▸ **Problem to work on**
Report every line in the records below that holds the word "ribbed".

···

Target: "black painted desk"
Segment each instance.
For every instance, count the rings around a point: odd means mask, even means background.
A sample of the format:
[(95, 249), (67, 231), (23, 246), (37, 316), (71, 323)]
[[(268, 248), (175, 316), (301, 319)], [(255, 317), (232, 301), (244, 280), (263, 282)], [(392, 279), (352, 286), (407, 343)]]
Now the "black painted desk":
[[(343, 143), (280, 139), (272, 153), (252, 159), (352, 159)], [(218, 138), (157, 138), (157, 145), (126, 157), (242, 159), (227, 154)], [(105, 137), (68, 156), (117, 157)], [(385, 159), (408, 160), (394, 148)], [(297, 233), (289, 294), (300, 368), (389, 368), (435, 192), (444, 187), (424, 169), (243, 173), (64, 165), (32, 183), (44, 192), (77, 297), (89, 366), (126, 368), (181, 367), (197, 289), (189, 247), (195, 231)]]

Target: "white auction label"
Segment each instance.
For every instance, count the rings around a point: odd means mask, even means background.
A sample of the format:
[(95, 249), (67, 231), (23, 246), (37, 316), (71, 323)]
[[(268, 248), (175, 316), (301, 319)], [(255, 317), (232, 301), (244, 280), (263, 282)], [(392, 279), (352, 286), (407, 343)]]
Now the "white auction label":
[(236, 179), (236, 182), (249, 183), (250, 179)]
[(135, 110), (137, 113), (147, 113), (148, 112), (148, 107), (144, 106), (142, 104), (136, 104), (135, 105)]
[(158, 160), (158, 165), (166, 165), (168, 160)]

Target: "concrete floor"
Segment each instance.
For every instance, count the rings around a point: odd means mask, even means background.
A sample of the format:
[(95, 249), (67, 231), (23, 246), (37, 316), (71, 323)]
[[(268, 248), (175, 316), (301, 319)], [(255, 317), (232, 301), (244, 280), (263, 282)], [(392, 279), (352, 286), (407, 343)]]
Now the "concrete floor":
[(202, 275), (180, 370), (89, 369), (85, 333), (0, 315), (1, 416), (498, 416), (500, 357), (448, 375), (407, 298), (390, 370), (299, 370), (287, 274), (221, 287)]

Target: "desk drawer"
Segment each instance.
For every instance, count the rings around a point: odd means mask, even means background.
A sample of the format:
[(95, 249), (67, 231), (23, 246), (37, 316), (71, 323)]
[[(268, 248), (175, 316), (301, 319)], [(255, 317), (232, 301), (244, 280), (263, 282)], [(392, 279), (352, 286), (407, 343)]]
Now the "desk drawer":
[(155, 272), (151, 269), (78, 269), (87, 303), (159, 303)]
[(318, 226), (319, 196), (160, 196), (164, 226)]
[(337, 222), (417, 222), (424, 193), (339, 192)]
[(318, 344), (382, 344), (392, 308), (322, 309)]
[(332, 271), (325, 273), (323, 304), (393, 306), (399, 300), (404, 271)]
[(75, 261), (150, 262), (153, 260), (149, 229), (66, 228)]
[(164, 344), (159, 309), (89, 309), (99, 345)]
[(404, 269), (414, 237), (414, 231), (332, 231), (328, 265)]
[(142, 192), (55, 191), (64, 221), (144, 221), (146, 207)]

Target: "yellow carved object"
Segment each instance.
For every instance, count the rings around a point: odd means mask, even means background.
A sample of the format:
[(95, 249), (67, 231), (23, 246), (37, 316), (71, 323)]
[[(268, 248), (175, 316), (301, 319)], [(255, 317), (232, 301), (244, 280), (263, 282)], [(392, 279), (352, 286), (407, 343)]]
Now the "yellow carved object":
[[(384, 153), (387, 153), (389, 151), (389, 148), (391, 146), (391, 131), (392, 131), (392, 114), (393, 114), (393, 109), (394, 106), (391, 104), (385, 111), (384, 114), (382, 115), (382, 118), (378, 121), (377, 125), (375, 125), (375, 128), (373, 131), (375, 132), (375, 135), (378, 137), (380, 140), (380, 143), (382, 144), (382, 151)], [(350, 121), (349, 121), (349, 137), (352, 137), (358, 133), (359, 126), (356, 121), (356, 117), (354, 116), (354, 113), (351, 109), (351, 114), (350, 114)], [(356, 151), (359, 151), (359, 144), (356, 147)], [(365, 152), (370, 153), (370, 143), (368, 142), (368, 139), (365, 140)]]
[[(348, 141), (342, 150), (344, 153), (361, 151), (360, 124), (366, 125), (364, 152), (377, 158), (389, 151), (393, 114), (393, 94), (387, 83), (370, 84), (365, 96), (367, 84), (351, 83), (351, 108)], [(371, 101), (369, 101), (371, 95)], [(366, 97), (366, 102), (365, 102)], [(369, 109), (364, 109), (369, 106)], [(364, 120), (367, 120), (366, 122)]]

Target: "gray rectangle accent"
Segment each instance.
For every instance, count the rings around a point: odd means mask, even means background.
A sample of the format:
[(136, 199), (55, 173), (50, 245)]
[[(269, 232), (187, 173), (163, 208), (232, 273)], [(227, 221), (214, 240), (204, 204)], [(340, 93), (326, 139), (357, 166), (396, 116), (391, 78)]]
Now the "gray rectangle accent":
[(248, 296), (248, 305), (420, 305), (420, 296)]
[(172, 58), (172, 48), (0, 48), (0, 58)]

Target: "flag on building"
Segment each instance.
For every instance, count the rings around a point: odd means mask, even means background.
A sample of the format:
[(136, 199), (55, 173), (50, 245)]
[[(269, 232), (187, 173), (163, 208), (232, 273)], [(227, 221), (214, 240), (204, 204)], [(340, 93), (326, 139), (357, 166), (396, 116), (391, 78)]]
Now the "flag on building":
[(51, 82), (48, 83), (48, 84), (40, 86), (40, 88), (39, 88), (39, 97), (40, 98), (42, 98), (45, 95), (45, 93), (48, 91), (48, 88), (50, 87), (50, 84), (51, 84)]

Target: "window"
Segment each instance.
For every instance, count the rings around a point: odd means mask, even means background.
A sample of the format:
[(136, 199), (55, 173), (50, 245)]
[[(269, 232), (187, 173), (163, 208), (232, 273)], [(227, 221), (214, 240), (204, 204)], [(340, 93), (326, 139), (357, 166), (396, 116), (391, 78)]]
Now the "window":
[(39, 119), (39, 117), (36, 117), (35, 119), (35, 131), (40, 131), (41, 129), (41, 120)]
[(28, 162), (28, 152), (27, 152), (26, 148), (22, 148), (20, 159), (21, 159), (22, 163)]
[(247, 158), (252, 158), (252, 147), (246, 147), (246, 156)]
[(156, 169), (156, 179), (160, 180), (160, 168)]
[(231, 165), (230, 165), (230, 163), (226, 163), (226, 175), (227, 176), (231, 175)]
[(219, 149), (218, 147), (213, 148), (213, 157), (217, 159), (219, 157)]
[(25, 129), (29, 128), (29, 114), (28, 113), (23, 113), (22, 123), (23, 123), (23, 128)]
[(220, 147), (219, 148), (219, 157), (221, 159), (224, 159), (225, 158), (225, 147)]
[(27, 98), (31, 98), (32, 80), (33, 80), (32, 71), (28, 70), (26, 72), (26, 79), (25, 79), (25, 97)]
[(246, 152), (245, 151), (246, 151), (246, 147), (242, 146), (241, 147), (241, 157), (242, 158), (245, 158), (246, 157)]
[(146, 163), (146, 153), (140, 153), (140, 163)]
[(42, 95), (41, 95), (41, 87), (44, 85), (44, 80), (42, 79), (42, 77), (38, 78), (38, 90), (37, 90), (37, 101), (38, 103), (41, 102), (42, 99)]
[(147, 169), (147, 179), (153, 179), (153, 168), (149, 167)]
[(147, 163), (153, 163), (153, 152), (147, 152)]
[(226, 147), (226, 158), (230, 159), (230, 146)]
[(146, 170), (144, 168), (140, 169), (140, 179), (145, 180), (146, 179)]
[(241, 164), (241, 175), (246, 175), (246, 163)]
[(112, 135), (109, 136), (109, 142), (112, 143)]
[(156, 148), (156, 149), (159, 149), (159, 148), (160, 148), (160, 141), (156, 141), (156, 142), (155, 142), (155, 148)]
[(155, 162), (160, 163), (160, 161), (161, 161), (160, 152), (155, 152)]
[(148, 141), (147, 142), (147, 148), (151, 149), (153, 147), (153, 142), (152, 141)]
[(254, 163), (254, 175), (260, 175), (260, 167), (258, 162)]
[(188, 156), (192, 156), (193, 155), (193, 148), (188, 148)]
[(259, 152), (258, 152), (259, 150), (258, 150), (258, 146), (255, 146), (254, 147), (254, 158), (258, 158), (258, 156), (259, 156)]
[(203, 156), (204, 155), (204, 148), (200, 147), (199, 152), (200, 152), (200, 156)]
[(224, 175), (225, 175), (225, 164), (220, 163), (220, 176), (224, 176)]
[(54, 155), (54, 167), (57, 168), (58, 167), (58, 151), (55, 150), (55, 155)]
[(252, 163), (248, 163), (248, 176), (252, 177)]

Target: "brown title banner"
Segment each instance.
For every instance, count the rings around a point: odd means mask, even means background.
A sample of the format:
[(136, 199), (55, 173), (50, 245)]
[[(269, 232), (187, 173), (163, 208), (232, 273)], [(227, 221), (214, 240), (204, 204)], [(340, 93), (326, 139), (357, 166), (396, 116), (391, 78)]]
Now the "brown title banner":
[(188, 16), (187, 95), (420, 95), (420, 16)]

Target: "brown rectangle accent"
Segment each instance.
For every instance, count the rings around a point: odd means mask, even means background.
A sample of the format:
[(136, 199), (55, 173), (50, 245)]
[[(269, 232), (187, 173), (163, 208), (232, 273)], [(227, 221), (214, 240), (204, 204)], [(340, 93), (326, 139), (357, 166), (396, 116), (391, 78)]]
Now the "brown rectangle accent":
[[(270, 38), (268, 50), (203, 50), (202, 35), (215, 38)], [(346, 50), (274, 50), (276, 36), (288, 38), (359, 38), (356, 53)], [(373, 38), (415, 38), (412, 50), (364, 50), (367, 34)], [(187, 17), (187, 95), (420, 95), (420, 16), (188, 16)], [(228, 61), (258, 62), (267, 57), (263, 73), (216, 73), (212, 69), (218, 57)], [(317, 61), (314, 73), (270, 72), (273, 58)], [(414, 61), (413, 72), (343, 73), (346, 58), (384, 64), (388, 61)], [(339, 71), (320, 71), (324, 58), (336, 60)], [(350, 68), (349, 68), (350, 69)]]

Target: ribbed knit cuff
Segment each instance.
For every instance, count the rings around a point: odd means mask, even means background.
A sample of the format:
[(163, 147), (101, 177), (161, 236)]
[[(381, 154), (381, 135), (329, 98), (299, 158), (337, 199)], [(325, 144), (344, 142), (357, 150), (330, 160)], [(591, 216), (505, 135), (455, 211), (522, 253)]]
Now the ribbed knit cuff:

···

▸ **Answer section**
Target: ribbed knit cuff
Now the ribbed knit cuff:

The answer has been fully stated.